START Source extract

Restricting oligosaccharides (low FODMAP diet, LFD) and conversely, supplementing with prebiotic β-galacto-oligosaccharides (B-GOS) have both been shown to reduce symptoms in irritable bowel syndrome (IBS) independently(1, 2). Notably, the LFD reduces faecal bifidobacteria, while B-GOS increases them. The combination of the two therapies has not previously been investigated. Further, identifying who will respond to a LFD would significantly advance patient care. The aims of this randomised controlled trial (RCT) were three-fold, investigating whether: (1) addition of 1.4 g/d (active dose) prebiotic β-GOS (Bimuno, Clasado, UK) improves IBS symptoms alongside the LFD; (2) the dietary interventions alter fecal microbiota; and (3) urinary metabolites, faecal short-chain fatty acids (SCFA) or volatile organic compounds (VOC) can predict response to LFD.

END Source extract
START Material provided

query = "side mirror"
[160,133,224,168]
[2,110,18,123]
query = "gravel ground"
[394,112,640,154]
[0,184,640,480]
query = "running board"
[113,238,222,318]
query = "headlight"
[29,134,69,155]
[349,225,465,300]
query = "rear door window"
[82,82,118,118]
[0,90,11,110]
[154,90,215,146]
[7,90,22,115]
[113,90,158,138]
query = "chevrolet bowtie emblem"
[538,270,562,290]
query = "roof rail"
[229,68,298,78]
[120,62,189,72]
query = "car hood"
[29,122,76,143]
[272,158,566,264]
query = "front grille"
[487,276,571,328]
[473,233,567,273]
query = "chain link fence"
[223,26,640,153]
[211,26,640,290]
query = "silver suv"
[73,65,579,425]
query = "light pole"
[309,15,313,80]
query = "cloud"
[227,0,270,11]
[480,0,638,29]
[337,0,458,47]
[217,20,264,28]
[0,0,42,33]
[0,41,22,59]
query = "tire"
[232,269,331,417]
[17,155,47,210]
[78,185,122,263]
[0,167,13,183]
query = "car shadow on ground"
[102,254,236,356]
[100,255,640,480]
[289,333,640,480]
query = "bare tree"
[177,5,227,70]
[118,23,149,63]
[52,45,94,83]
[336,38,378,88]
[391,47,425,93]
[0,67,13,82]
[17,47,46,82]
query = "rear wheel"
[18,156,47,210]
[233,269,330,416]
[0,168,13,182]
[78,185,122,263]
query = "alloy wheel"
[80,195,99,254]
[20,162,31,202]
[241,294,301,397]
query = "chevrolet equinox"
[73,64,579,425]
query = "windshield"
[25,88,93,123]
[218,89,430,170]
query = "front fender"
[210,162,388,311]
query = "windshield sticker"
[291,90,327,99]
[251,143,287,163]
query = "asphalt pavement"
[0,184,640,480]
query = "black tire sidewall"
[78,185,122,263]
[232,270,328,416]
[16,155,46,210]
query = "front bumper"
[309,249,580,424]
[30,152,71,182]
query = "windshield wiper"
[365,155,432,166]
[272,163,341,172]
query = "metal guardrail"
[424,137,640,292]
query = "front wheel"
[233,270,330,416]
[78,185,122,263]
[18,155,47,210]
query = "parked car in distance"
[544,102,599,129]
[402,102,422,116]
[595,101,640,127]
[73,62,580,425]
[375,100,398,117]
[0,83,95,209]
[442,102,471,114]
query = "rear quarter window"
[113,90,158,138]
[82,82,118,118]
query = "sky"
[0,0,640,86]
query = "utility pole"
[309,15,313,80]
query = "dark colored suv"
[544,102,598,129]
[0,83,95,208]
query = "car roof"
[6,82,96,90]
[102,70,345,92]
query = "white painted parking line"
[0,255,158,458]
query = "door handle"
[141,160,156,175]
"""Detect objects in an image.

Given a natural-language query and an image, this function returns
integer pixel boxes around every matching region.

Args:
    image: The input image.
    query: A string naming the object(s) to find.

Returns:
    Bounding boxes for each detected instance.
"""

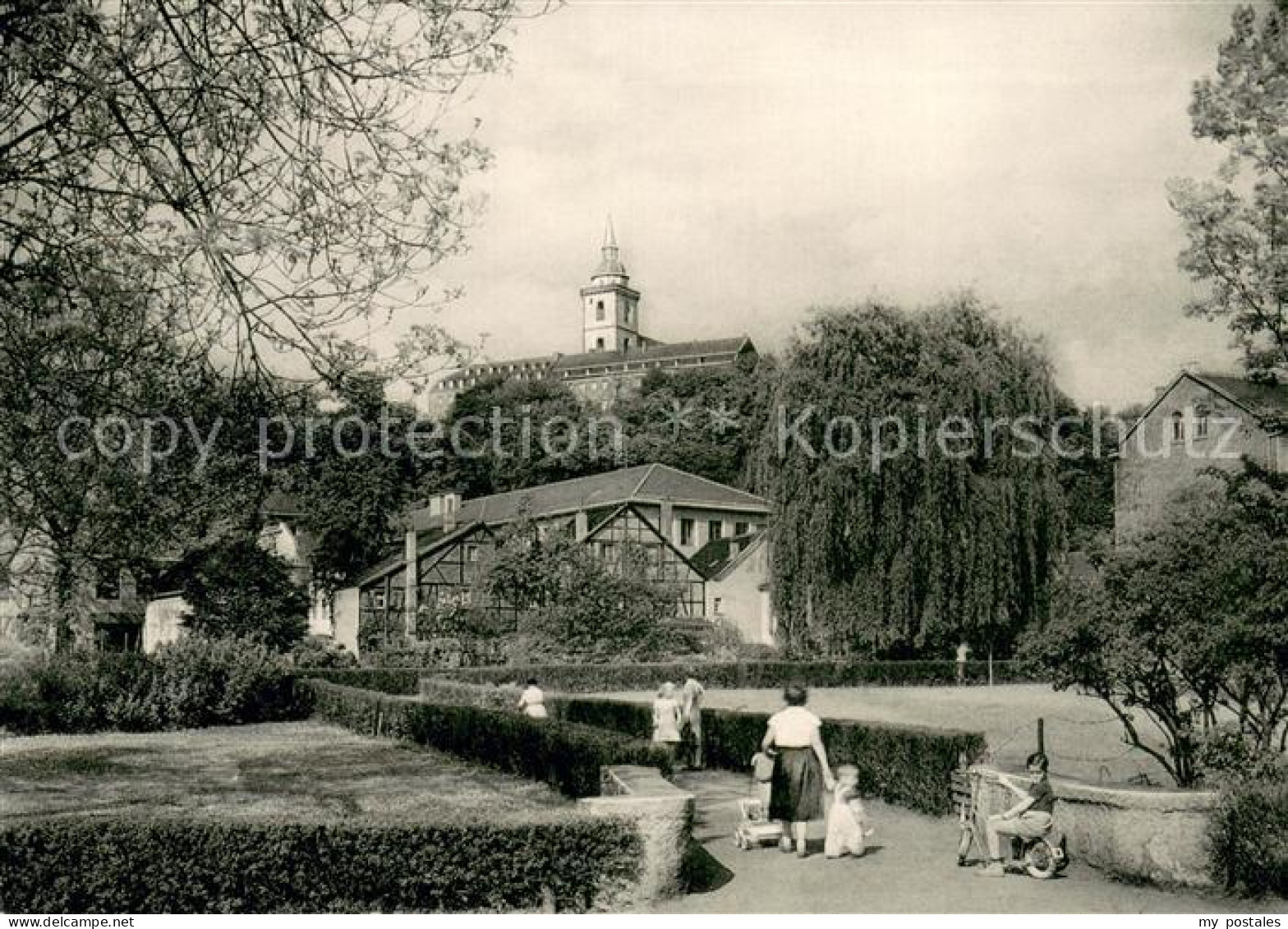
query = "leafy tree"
[1025,465,1288,786]
[483,523,693,662]
[281,376,421,591]
[753,297,1063,655]
[1057,406,1125,550]
[0,0,527,379]
[174,535,309,652]
[1171,4,1288,372]
[0,267,271,646]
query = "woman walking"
[653,680,680,755]
[761,686,836,858]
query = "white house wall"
[143,594,191,655]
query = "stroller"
[733,752,783,852]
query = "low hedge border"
[306,661,1038,693]
[302,680,672,798]
[0,813,642,913]
[445,661,1036,693]
[420,678,986,816]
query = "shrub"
[1209,773,1288,897]
[424,660,1036,692]
[291,635,358,670]
[172,535,309,652]
[0,651,159,734]
[297,668,420,696]
[547,697,986,816]
[0,637,306,734]
[152,635,301,729]
[0,812,640,913]
[417,678,518,711]
[306,680,671,798]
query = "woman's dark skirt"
[769,748,823,822]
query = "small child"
[751,752,774,816]
[823,764,872,858]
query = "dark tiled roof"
[411,464,769,530]
[1195,374,1288,416]
[554,335,755,371]
[259,491,304,517]
[689,532,761,580]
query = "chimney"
[429,491,461,532]
[403,526,420,637]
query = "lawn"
[604,684,1172,784]
[0,721,569,823]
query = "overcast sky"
[381,2,1235,405]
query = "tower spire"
[595,213,626,277]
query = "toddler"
[751,752,774,816]
[823,764,872,858]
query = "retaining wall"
[577,764,693,906]
[984,775,1217,888]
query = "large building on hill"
[334,464,774,652]
[425,222,756,417]
[1114,371,1288,542]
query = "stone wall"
[982,775,1217,888]
[577,764,693,907]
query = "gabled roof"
[352,522,485,587]
[554,335,755,371]
[1118,371,1288,446]
[408,464,769,530]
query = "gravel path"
[658,772,1284,913]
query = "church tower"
[581,217,646,352]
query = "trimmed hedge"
[301,661,1037,693]
[547,697,986,816]
[432,661,1036,693]
[0,635,308,734]
[0,813,642,913]
[302,680,672,798]
[1211,775,1288,897]
[412,678,986,816]
[297,668,422,696]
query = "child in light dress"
[823,764,872,858]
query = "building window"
[94,568,121,600]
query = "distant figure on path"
[519,678,550,719]
[760,687,836,858]
[957,642,970,684]
[653,680,680,752]
[680,678,706,769]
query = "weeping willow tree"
[752,295,1068,657]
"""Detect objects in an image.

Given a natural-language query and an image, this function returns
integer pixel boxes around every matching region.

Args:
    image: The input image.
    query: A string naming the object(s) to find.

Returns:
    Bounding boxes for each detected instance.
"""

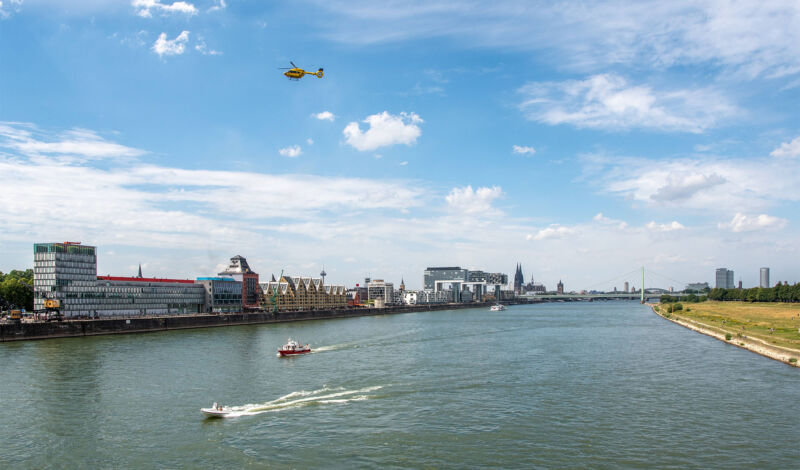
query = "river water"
[0,302,800,469]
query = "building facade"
[33,242,205,317]
[260,275,347,311]
[716,268,736,289]
[196,277,242,313]
[219,255,261,309]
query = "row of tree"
[0,269,33,310]
[708,282,800,302]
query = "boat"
[278,339,311,357]
[200,402,231,418]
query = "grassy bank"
[658,301,800,351]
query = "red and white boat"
[278,339,311,357]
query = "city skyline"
[0,0,800,290]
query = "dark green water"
[0,302,800,469]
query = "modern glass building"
[197,277,242,313]
[33,242,205,317]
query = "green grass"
[661,301,800,350]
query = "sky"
[0,0,800,290]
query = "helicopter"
[280,61,324,80]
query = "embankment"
[0,303,520,342]
[648,304,800,367]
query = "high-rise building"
[219,255,260,308]
[716,268,735,289]
[33,242,205,317]
[758,268,769,288]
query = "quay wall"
[0,302,532,342]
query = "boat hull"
[278,348,311,357]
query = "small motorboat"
[200,402,231,418]
[278,339,311,357]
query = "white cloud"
[131,0,197,18]
[525,224,577,240]
[278,145,303,158]
[520,74,739,133]
[311,111,336,122]
[208,0,228,13]
[152,31,189,57]
[0,122,145,162]
[310,0,800,78]
[512,145,536,155]
[719,213,788,233]
[445,185,503,214]
[581,155,800,216]
[645,220,686,232]
[194,37,222,55]
[342,111,423,152]
[770,137,800,157]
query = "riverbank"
[648,304,800,367]
[0,302,506,342]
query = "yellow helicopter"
[280,61,324,80]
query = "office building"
[197,277,242,313]
[219,255,261,309]
[260,275,342,312]
[716,268,736,289]
[33,242,205,317]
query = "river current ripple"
[0,302,800,469]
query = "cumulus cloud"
[770,137,800,157]
[512,145,536,155]
[208,0,228,13]
[152,31,189,57]
[444,185,503,214]
[311,111,336,122]
[650,173,727,201]
[525,225,576,240]
[519,74,738,133]
[645,220,686,232]
[131,0,198,18]
[310,0,800,78]
[719,213,788,233]
[342,111,423,152]
[278,145,303,158]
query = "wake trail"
[220,385,383,418]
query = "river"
[0,302,800,469]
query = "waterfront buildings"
[685,282,709,292]
[260,275,347,311]
[197,277,242,313]
[367,279,395,306]
[219,255,260,309]
[715,268,735,289]
[33,242,205,317]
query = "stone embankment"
[649,304,800,367]
[0,302,532,342]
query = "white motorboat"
[200,402,231,418]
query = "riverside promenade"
[0,302,518,342]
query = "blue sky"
[0,0,800,290]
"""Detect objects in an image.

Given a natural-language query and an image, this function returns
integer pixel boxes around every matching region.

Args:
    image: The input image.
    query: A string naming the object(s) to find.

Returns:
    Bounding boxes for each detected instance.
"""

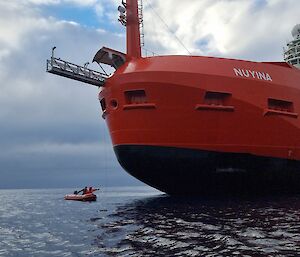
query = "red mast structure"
[125,0,142,60]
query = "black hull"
[114,145,300,195]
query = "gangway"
[47,48,109,87]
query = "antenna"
[118,0,142,59]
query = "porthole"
[110,99,118,109]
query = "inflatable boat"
[65,193,97,202]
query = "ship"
[48,0,300,195]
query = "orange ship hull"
[99,56,300,194]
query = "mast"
[126,0,142,59]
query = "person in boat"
[86,187,99,194]
[74,187,88,195]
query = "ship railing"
[47,57,108,87]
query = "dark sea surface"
[0,187,300,257]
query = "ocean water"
[0,187,300,257]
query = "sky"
[0,0,300,189]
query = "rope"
[146,0,192,55]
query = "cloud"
[144,0,300,61]
[0,0,300,187]
[0,1,132,187]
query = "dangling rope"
[146,0,192,55]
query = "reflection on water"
[0,187,300,257]
[93,196,300,256]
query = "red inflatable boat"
[65,193,97,202]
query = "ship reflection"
[94,196,300,256]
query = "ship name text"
[233,68,273,81]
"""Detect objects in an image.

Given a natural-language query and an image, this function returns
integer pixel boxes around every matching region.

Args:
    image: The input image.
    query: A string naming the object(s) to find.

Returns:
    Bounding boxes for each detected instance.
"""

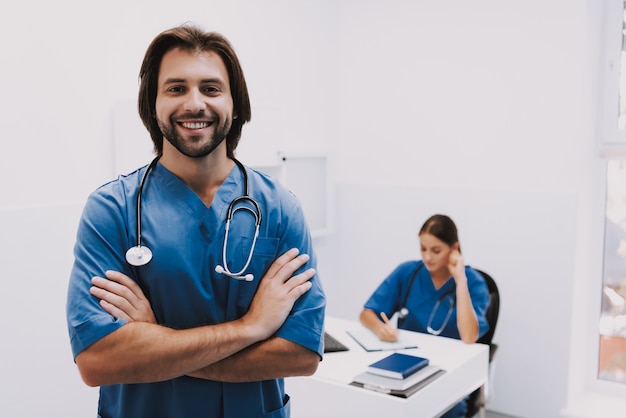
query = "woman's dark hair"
[419,214,461,252]
[138,24,252,158]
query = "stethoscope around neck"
[126,156,262,282]
[398,263,456,335]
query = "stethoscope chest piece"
[126,245,152,267]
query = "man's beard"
[157,112,232,158]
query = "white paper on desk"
[354,364,441,390]
[346,326,417,351]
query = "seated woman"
[360,215,489,418]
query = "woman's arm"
[448,251,479,344]
[359,309,399,342]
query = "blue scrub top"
[364,260,490,339]
[67,163,326,418]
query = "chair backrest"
[466,269,500,418]
[475,269,500,346]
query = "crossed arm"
[76,249,320,386]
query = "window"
[597,1,626,383]
[598,160,626,383]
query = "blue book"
[367,353,429,379]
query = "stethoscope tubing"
[126,156,263,281]
[398,263,456,335]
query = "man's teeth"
[182,122,209,129]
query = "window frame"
[583,0,626,398]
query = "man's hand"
[90,248,315,340]
[89,270,156,324]
[242,248,315,340]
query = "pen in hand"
[378,312,398,342]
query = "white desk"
[285,317,489,418]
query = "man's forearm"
[76,321,260,386]
[189,337,320,382]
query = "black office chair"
[466,269,500,418]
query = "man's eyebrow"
[163,77,226,85]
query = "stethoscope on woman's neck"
[398,262,456,335]
[126,155,262,282]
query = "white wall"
[0,0,597,418]
[327,0,599,418]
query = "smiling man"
[67,25,325,418]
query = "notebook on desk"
[324,331,349,353]
[346,326,417,351]
[350,364,445,398]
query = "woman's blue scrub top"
[364,260,490,339]
[67,163,326,418]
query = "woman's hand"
[448,250,465,282]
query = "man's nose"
[185,89,205,113]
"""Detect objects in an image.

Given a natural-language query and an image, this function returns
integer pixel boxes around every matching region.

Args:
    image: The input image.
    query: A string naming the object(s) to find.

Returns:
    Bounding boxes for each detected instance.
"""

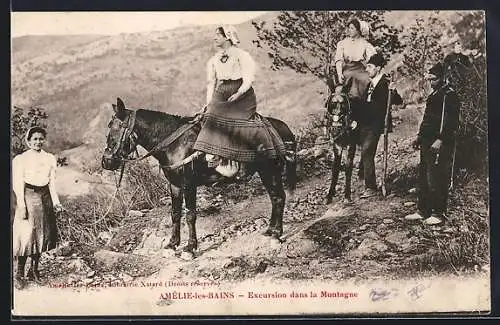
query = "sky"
[11,11,265,37]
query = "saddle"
[169,111,282,179]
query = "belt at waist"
[24,183,49,191]
[219,78,243,83]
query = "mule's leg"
[165,184,182,249]
[326,145,342,204]
[259,165,286,238]
[344,144,356,202]
[184,185,198,253]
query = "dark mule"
[102,98,296,257]
[324,86,360,204]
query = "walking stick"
[448,137,457,191]
[434,85,447,165]
[382,74,392,197]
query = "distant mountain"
[12,17,324,151]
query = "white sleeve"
[335,41,344,64]
[49,155,60,205]
[207,57,217,105]
[238,51,257,93]
[365,41,377,61]
[12,155,25,205]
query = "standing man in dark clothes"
[358,53,403,199]
[405,63,460,225]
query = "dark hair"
[217,27,227,38]
[216,27,234,45]
[347,18,361,35]
[26,126,47,141]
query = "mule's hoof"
[269,237,282,249]
[262,228,273,237]
[342,198,352,205]
[161,248,175,258]
[181,252,194,261]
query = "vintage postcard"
[10,10,491,317]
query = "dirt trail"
[20,108,488,302]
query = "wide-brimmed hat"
[367,53,386,67]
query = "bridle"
[103,110,204,187]
[325,92,352,142]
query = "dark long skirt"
[194,79,285,162]
[12,184,57,256]
[343,62,370,100]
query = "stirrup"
[215,161,240,177]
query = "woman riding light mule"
[194,26,284,177]
[102,98,297,258]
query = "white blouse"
[207,46,257,93]
[12,150,60,205]
[335,37,377,63]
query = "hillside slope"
[12,18,323,151]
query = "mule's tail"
[285,141,297,196]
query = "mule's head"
[101,98,137,170]
[325,85,352,127]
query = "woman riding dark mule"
[194,26,285,177]
[102,98,296,257]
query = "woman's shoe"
[215,161,240,177]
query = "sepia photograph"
[9,10,491,318]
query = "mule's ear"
[113,97,125,119]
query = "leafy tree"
[398,11,447,102]
[252,11,401,89]
[452,11,488,173]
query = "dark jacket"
[418,87,460,144]
[359,74,403,133]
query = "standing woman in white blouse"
[335,19,377,100]
[12,127,63,288]
[194,26,262,177]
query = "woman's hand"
[54,204,64,213]
[16,202,28,219]
[411,136,420,150]
[339,73,345,85]
[227,91,243,102]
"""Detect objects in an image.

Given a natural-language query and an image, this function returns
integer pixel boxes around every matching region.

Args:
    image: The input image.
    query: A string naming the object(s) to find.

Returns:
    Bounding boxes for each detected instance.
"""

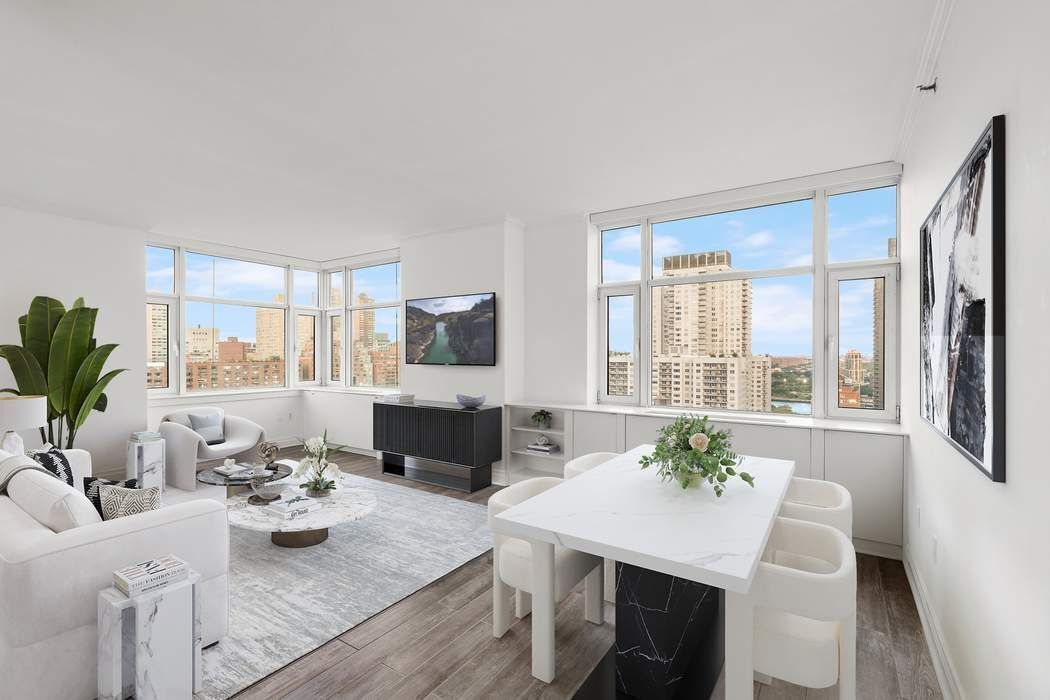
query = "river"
[420,321,459,364]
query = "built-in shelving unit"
[500,404,572,484]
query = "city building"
[646,251,772,410]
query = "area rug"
[196,474,492,700]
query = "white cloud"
[602,258,642,282]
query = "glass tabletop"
[197,463,292,486]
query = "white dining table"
[492,445,795,700]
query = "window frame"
[824,263,900,421]
[591,164,901,422]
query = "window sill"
[508,402,907,436]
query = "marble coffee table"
[226,476,376,547]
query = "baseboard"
[904,556,966,700]
[854,537,904,561]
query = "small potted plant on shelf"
[293,430,339,499]
[639,416,755,496]
[532,409,553,430]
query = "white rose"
[689,432,711,452]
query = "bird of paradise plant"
[0,296,127,449]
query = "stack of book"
[113,554,190,598]
[266,495,321,521]
[525,443,560,454]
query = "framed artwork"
[919,114,1006,482]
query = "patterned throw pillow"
[84,476,139,515]
[190,413,226,445]
[29,445,72,486]
[99,486,161,521]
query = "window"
[292,270,320,309]
[146,246,179,394]
[350,262,401,388]
[295,314,317,383]
[827,186,897,262]
[185,300,286,391]
[329,313,343,384]
[592,170,898,420]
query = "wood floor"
[236,450,941,700]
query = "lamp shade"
[0,396,47,432]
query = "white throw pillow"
[7,469,102,532]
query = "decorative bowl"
[456,394,485,408]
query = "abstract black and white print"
[919,118,1005,481]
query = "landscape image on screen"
[404,292,496,365]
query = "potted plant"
[0,297,127,449]
[293,430,339,499]
[532,409,553,430]
[641,415,755,497]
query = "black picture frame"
[404,292,500,367]
[919,114,1006,483]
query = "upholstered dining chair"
[159,406,266,491]
[749,517,857,700]
[780,476,853,537]
[488,476,605,637]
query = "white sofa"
[0,449,229,700]
[159,406,266,491]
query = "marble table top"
[492,445,795,593]
[226,476,376,532]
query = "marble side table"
[98,570,201,700]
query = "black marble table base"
[574,563,726,700]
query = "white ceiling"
[0,0,933,259]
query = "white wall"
[901,0,1050,698]
[524,214,596,403]
[401,220,522,404]
[0,207,146,472]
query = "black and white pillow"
[29,445,72,486]
[99,486,161,521]
[84,476,139,515]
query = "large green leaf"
[68,343,117,423]
[0,345,47,396]
[47,306,99,413]
[22,297,65,377]
[72,369,127,430]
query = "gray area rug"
[196,474,492,700]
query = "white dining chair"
[565,452,618,479]
[749,517,857,700]
[565,452,620,603]
[780,476,853,537]
[488,476,605,637]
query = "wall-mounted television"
[404,292,496,366]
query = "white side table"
[98,570,201,700]
[126,438,165,493]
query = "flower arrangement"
[641,416,755,496]
[293,430,339,496]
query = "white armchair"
[0,449,229,700]
[160,406,266,491]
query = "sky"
[602,187,897,357]
[152,247,401,341]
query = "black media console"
[372,401,503,491]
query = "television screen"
[404,292,496,365]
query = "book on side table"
[113,554,189,598]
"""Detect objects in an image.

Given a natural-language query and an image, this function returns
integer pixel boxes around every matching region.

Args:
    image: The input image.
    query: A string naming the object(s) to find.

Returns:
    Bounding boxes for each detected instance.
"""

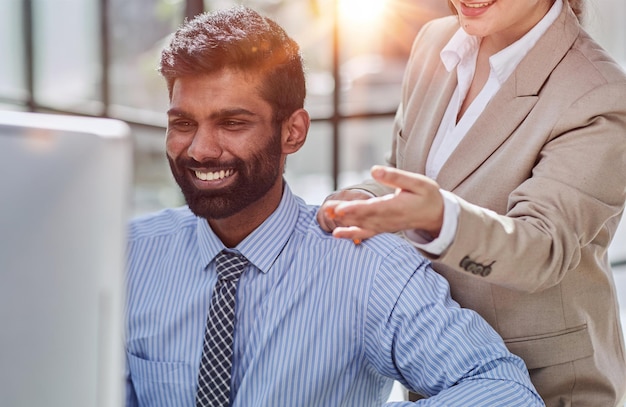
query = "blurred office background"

END Material provided

#### Task instructions:
According to the text on the low FODMAP diet, what dose of prebiotic β-GOS was added alongside the diet in the trial? These lines are separate material with no connection to the text on the low FODMAP diet.

#### Response for this exercise:
The trial added 1.4 g/d of prebiotic β-GOS (Bimuno, Clasado, UK).